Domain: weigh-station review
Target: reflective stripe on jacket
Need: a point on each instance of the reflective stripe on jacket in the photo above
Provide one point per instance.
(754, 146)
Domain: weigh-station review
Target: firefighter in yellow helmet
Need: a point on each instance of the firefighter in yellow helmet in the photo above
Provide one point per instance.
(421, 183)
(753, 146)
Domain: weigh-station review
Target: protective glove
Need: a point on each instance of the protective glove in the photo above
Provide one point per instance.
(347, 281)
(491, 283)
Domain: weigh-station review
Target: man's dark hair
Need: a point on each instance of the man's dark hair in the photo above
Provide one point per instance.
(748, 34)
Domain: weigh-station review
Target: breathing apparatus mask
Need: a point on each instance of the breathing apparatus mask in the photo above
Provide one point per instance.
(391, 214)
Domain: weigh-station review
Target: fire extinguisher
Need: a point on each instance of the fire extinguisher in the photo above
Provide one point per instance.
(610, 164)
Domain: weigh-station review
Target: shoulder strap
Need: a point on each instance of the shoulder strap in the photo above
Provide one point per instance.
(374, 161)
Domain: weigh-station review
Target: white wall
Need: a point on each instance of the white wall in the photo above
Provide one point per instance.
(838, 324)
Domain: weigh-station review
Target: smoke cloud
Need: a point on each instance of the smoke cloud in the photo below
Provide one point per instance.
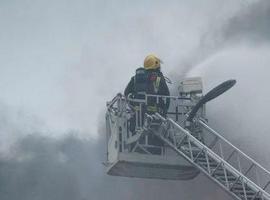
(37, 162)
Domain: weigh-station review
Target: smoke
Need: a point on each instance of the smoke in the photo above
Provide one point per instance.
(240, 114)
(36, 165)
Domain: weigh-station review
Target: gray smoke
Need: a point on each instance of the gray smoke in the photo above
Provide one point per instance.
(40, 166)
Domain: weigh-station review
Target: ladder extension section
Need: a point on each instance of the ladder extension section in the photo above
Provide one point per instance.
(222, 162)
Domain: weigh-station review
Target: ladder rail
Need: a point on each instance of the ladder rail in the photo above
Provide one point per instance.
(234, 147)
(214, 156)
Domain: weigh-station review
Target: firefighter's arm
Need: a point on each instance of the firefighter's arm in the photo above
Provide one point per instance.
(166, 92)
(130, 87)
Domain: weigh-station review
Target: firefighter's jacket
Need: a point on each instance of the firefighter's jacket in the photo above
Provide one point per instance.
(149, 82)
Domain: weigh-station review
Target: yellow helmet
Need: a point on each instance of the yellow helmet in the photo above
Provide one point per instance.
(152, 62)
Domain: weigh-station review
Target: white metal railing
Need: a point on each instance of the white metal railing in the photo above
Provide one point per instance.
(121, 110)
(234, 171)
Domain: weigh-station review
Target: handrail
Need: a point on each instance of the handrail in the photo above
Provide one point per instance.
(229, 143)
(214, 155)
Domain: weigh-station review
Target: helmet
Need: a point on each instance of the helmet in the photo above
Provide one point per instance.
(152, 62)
★ ★ ★
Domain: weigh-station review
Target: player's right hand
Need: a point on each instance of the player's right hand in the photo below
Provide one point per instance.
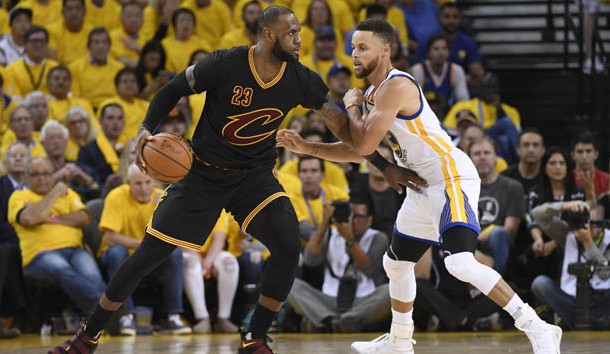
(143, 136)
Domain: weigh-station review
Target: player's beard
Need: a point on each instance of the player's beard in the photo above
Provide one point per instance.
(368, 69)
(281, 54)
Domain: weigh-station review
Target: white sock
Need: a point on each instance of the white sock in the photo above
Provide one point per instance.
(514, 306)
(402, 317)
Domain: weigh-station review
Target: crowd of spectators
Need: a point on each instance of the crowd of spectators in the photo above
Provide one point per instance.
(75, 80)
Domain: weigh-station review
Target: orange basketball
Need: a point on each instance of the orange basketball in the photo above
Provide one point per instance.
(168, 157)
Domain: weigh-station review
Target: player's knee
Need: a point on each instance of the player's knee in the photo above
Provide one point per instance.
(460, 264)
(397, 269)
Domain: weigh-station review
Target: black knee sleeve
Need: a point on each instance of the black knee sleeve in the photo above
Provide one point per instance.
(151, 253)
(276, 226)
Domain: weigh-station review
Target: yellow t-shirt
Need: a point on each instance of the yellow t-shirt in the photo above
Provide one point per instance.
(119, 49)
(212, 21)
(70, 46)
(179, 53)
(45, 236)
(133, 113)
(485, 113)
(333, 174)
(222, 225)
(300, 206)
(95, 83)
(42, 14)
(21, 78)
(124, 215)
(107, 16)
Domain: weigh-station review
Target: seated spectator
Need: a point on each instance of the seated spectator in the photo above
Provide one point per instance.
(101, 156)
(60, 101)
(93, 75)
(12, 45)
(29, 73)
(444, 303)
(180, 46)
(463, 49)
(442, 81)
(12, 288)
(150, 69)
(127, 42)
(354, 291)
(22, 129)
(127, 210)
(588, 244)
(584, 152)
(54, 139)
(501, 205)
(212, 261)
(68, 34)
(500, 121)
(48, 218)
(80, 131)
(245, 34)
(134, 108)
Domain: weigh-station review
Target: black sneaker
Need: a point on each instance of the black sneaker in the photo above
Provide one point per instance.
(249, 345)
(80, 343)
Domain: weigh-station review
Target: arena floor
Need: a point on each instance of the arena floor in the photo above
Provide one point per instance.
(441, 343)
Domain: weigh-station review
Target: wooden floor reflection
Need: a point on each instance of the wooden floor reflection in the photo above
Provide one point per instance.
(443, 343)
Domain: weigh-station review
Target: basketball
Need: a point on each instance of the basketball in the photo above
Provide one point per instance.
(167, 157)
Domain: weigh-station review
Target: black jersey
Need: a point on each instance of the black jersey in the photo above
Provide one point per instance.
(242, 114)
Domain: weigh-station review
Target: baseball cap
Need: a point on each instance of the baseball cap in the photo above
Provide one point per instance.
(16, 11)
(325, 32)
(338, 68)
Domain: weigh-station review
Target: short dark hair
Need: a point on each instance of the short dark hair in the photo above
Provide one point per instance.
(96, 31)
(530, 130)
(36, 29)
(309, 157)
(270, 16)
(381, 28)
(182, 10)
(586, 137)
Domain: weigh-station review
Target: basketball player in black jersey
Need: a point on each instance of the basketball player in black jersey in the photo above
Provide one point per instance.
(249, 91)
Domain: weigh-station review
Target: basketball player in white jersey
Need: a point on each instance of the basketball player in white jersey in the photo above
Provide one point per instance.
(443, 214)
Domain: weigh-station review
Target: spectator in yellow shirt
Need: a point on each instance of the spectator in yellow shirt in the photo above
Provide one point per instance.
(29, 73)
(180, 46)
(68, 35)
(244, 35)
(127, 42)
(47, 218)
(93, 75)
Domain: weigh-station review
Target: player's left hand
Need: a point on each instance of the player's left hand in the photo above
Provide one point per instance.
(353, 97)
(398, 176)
★ ★ ★
Brief »
Pull out every line of the material above that contains the word "metal", copying each one in full. Count only matches with the same capitalization.

Result of this exercise »
Target: white metal railing
Need: a point on each instance of the white metal railing in the photo above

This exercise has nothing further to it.